## 作業内容
1. 原文抜粋をもとに、次の問いに答えてください。
(a) 太田さんによると、JA全国女性協はどの募金に協力することにしているか。
(b) 久保さんは、何がいかにありがたいかを感じると述べているか。
(c) 田中さんは、耕作放棄地に何を作って餌にできないかと述べているか。
2. 原文抜粋にある「モノの値段が上がるのは、モノがないからです。」という一文を英語に訳してください。

太田 21世紀の今日、信じられない思いです。何かできないか。募金したいが、お金の行先が分からないので不安だという声があります。JA全国女性協は、JAグループの募金に協力することにしています。

久保 同じ人間として信じられない思いです。日常の生活がなにごともなくできるという「普通」がいかにありがたいかを感じます。話し合いで理解できないものでしょうか。

田中 女性も働きに出て、平日の昼間はだれもいない地域をみると、これから農業はどうなるのか、このままでは残されたお年寄りの面倒もみることができなくなります。ウクライナ問題で物価が上がっていますが、モノの値段が上がるのは、モノがないからです。モノを作る農家として、そのことを強く感じます。石油や肥料などの資源は無理でも、農産物だけは確保したいものです。耕作放棄地に牧草や米を作って、餌にできないのでしょうか。ウクライナのようなことになると、日本はそれ以上に酷いことになると思います。

## 提供資料

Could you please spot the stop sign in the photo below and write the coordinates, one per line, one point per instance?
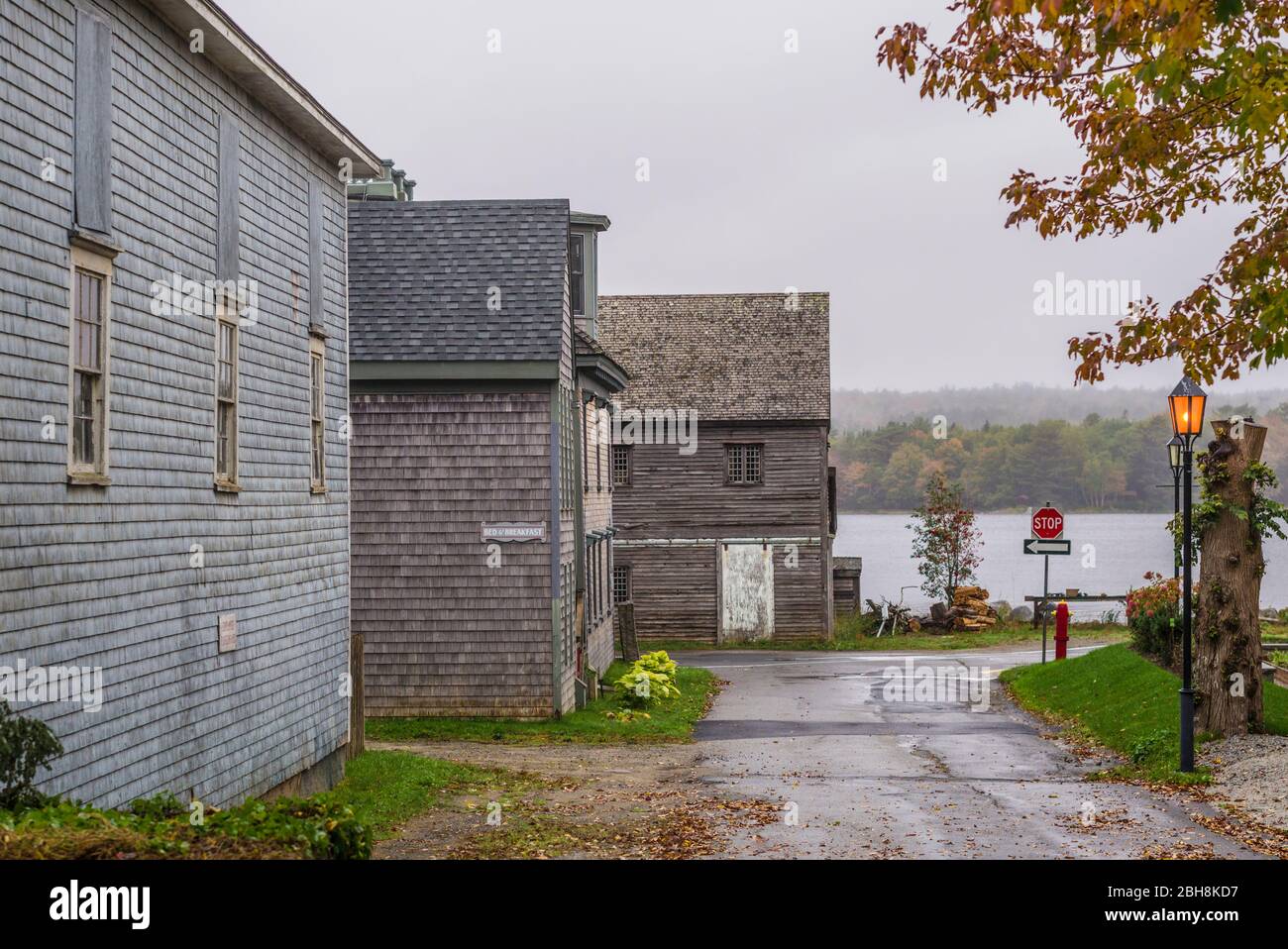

## 作業別の回答
1.
(a) JAグループの募金
(b) 日常の生活がなにごともなくできるという「普通」
(c) 牧草や米

2. The prices of goods go up because there are no goods.